Excerpt provided:
Total U.S. wine consumption was up by 1.5 percent in 2008, for its 15th straight year of growth, reaching 300 million gallons, which makes the United States the world's second-largest wine consumer behind France, according to Gomberg, Fredrikson & Assoc., and other wine consultants.
With overall volume up only slightly and customers trading down, Constellation's Martin said the industry expects 2008's dollar total to dip, but the numbers aren't in yet.
''We were flat in January, but our core business is still pretty healthy,'' says Chip Cassidy, wine buyer for the 31-store Crown Wine & Spirits chain. ``People may not be going out as often, but they're not drinking any less wine. If they like wine with dinner but they're on a budget, they'll have it at home.''
At Wolfe's Wine Shoppe in Coral Gables, owner Jeffrey Wolfe says he saw the bad economy coming two summers ago.
'People started getting nervous. We started stocking more value wines. We would go to our suppliers and say, `We need a $50 cabernet sauvignon we can sell for under $20.' We brought in wines from different parts of Europe. Spanish wines have been getting better, and people are waking up.''
In restaurants, where wines are often marked up to three times retail or higher, wine sales were down by 5 percent in 2008, according to a Nielsen survey, and 66 percent of consumers reported cutting back on fine dining.

Task requirements: Extend the article on U.S. wine sales in a weak economy with a few more paragraphs, picking up after its last sentence about restaurant wine sales.

Provided data:
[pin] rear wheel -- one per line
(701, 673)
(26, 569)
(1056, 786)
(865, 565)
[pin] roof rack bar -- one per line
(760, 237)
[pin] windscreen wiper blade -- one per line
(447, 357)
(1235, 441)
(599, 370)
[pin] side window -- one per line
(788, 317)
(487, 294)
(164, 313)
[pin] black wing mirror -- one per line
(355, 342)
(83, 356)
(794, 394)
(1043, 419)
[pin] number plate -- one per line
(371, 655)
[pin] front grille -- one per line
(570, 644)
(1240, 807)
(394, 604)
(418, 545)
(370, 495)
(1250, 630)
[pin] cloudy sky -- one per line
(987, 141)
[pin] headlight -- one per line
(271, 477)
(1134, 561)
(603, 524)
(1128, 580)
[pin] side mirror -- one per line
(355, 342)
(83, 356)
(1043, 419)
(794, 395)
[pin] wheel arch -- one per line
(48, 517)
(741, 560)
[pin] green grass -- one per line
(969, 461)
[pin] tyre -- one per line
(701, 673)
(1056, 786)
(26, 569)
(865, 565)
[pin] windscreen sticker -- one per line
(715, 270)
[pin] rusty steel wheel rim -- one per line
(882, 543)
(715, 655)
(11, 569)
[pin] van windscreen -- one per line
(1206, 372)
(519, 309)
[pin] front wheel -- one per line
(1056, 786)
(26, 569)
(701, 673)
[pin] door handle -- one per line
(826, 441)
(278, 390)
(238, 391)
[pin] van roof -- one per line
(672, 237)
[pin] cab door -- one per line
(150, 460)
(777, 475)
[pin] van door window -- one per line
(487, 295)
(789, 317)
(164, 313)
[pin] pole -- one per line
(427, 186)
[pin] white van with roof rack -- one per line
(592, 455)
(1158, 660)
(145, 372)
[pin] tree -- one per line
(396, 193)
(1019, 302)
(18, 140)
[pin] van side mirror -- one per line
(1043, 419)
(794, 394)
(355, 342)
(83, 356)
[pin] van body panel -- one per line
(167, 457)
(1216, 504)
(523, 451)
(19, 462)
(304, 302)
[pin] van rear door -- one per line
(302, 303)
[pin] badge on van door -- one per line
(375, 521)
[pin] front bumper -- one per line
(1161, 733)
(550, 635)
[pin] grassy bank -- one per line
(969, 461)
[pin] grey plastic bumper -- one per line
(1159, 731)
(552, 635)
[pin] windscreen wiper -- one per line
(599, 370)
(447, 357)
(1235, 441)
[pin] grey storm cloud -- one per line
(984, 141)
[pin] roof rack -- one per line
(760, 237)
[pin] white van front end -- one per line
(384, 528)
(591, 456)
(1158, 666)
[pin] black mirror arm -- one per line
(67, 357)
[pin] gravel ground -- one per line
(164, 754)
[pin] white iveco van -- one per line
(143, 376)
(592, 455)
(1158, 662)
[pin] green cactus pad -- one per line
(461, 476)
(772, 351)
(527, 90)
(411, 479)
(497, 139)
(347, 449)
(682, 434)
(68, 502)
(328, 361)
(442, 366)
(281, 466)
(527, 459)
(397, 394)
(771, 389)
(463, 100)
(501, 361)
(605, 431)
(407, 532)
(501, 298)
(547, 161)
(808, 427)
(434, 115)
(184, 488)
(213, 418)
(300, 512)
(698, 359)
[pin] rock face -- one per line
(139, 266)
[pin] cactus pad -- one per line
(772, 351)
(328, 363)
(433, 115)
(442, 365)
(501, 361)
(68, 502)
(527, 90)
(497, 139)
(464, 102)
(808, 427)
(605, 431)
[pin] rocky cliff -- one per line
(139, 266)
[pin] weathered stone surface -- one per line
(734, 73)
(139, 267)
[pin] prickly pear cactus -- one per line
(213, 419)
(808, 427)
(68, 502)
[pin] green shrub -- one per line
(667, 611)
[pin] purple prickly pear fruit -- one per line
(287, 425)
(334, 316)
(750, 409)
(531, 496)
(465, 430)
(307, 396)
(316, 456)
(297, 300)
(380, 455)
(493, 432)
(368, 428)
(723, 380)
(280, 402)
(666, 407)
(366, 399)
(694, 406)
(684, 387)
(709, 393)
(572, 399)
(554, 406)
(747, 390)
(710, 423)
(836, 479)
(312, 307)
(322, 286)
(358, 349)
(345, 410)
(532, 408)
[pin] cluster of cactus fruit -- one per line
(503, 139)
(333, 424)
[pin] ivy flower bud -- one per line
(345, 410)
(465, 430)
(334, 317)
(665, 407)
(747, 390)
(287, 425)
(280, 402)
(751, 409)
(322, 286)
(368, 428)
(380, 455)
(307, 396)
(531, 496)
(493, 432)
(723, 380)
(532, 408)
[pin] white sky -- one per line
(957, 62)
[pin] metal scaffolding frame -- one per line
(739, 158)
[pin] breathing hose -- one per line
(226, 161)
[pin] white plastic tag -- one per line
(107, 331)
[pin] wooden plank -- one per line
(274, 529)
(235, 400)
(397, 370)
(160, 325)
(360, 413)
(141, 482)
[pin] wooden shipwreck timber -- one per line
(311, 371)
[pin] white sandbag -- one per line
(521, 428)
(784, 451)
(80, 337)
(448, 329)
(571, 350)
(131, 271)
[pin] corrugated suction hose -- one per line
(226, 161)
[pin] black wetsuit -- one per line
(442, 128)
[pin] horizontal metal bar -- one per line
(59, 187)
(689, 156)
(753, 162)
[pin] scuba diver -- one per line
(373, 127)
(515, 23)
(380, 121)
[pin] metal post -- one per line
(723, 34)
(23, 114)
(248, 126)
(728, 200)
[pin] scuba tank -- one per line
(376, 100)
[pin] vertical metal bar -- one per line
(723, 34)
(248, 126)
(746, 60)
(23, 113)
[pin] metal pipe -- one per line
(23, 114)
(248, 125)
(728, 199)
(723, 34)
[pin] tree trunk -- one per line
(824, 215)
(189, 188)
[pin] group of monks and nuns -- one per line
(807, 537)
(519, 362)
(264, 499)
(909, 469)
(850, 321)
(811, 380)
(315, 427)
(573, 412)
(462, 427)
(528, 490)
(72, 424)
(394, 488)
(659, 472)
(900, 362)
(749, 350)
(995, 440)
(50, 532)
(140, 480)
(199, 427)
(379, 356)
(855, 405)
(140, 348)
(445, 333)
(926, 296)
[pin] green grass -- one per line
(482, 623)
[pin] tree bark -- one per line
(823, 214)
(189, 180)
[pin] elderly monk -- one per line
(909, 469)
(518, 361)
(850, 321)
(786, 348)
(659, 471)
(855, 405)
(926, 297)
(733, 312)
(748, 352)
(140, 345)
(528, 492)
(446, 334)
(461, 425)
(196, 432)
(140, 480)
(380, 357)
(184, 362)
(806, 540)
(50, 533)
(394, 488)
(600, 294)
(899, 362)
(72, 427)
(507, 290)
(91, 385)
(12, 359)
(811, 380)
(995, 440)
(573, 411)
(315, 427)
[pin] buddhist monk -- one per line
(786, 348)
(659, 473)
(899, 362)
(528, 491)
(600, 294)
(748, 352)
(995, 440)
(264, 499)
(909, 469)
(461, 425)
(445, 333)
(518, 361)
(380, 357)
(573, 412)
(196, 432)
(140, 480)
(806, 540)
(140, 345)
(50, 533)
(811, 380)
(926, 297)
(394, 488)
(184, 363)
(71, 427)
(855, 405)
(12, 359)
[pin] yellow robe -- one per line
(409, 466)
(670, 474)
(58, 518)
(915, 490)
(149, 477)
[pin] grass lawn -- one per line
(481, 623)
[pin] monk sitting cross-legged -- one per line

Reply to the task:
''Restaurant wine sales took a really big hit after the economic crash in September,'' Fredrikson says. ``Expense account money for taking clients out to dinner hit the wall.''
At Chef Allen's in Aventura, chef-owner Allen Susser says he's selling more wine today than last year, but that customers' overall checks are down -- a function of his lower menu prices as well as less-expensive wine choices.
Last year Susser's California chardonnay list emphasized Cakebread Cellars at $107, Kistler at $133, Paul Hobbs at $150; this year it features Au Bon Climat at $45, Talbot at $50, Jordan at $60.
The corkage fee paid by customers who bring their own wine remains at $25.
''I want people to come to my restaurant,'' Susser says.
Wine shop owners and customers also are benefiting as distributors quit playing hard-to-get with wines they used to sell exclusively or largely to restaurants.
A year ago, says Andrew Lampasone of Wine Watch in Fort Lauderdale, he had to accept two cases of less desirable wines to get one case of Louis Roederer Cristal Champagne. Today he can get a free bottle of Cristal for buying a case.
''The hostages are gone,'' he said.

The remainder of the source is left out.